Passage for review:
>>>
If another tiny problem is encountered, it must, too, be analyzed before it can be dealt with.
Linearly, this process works well. Very well.
But if the first problem hasn’t had a chance to be fully dealt with, whatever remains becomes tacked on to the next one that comes along. And the next, and the next, etc. It is like a train filled with a mishmash of boxcars, each trying to get the attention of the engine.
The natural relief valve…
Severely linear thinkers cannot handle surprises. It will destroy them. So nature has kindly built in a kind of “relief valve” in these people.
When the signs of impending overwhelm are no longer able to be heard above the clatter of compounding problems, it unfolds at first as impatience. If the person cannot then hear that inner voice of warning, or escape to process what is already on their plate, then the emotional disregulation escalates. And the external reactions to even the littlest thing they see as disorder blows into panic and fighting.
But understand one important thing:
They are not fighting against the people around them – not even the one who is disrupting their need for order. They are fighting against the chaos that has now become their life.
This is their external SOS signal. The last thing they need is to be told to just “suck it up, Buttercup!”
They can’t. At that point, they don’t know how. And life has become overwhelming.
And they can’t hear you try to warn them as those external signs begin to show up.
What they need is a place to escape. Tools, quiet places to escape, breathing techniques, perhaps, that will allow them the ability to quiet their limbic system and regain emotional balance.
Give them space. Give them time. And give them compassion to recover.
Especially if they have just experienced an illness that caused them stress to their physical being.
Dealing with the demands of the body to nourish and hydrate it regularly is another one of life’s challenges. For a neurotypical person, that is fairly easily handled through menu planning, water bottles with visible water lines on them, using clocks to determine when the body’s needs must be met.
To an autistic person, this isn’t so easy under normal circumstances. Food and water are easily ignored or forgotten when hyperfocus kicks in. Menu planning is difficult because their tastes and needs change day-to-day. And water? What water? You mean I forgot to drink…again??
This is especially true if coming off an illness that prevented them from having any sort of appetite. Regaining ground on the physiological level is immensely important.
<<<
Dataset excerpts:
>>>
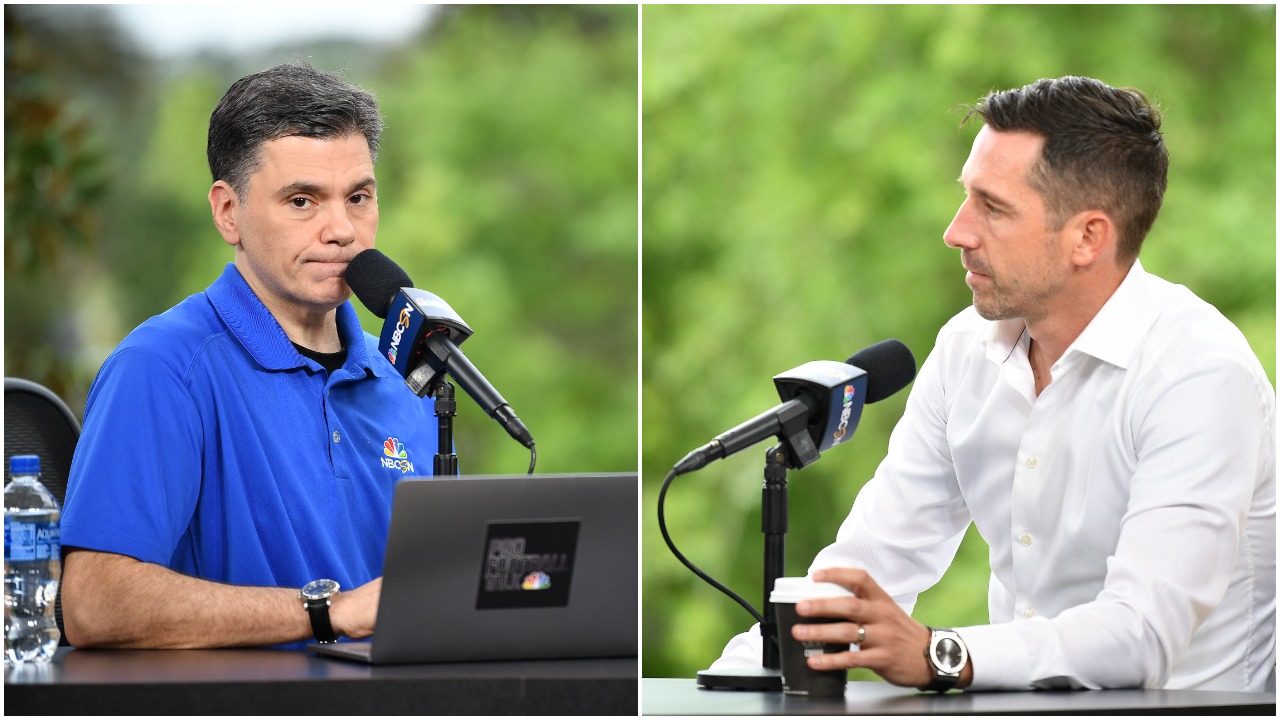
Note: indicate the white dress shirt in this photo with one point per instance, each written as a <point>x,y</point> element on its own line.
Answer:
<point>1130,507</point>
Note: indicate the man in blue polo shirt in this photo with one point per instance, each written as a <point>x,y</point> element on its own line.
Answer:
<point>246,442</point>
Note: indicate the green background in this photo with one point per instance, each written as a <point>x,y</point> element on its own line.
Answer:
<point>507,186</point>
<point>799,168</point>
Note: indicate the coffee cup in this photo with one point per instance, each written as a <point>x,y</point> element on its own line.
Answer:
<point>798,678</point>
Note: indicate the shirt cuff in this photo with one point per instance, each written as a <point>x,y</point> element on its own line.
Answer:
<point>1000,657</point>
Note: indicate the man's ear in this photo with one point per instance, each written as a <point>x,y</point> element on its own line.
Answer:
<point>1093,236</point>
<point>223,201</point>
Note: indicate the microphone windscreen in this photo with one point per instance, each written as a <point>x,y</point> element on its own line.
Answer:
<point>375,279</point>
<point>890,367</point>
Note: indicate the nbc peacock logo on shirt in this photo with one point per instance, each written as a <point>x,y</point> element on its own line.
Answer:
<point>394,456</point>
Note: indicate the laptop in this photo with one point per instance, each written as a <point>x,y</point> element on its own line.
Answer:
<point>507,568</point>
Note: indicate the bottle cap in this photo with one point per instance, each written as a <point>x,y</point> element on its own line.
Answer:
<point>794,589</point>
<point>24,465</point>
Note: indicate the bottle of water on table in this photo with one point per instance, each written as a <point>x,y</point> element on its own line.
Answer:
<point>32,564</point>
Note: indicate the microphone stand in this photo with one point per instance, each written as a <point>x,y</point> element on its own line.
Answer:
<point>424,381</point>
<point>446,409</point>
<point>773,524</point>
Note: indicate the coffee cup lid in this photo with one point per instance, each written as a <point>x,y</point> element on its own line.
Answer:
<point>794,589</point>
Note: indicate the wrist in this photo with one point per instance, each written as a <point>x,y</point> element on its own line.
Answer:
<point>318,600</point>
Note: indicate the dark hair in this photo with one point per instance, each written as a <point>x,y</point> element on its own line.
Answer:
<point>1102,150</point>
<point>282,101</point>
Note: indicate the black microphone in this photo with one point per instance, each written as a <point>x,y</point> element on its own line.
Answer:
<point>420,329</point>
<point>822,402</point>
<<<
Problem A:
In the text on overwhelm in linear thinkers, what form does the "relief valve" take when it first unfolds?
Problem B:
Write the next part of the text on overwhelm in linear thinkers, picking up after its final sentence.

Answer area A:
Impatience.

Answer area B:
In this one area alone, having someone around them to help prepare regular meals really comes into play. It takes that extra burden off the linear thinker, giving them the space to focus on re-regulating their emotional state.
This isn’t coddling anyone…
That seems to be the normal perception of assisting autistic people.
But this isn’t just letting them sit around eating bonbons all day while someone else does the work. And it isn’t validating them in their current mental state.
It is giving them the space so that they can work out what just happened. And then adjust themselves accordingly.
If you live with someone who is a severely liner thinker, aka autistic, observe them. Understand what triggers them and then help them navigate around or through them.
Don’t wait until you see them burst out in frustration over every little thing that is out of order to them, then tell them to stop getting mad at those little things. That is a BIG sign that they are already overwhelmed.
Instead, learn the signs. If you can’t see what that is (like a previous illness or a difficult emotional trauma), then talk to them. If you can get them to open up, and you really, patiently try to put the pieces of their story together, you can begin to better understand what it is that has occurred.
And perhaps volunteer to help them put their exterior life back together.
We are all interconnected. When one of us is out of balance, all of us are out of balance. In the words of Jordan Peterson, each one of us touches the lives of a thousand others. We touch one, they touch others. So how we treat each other affects us all.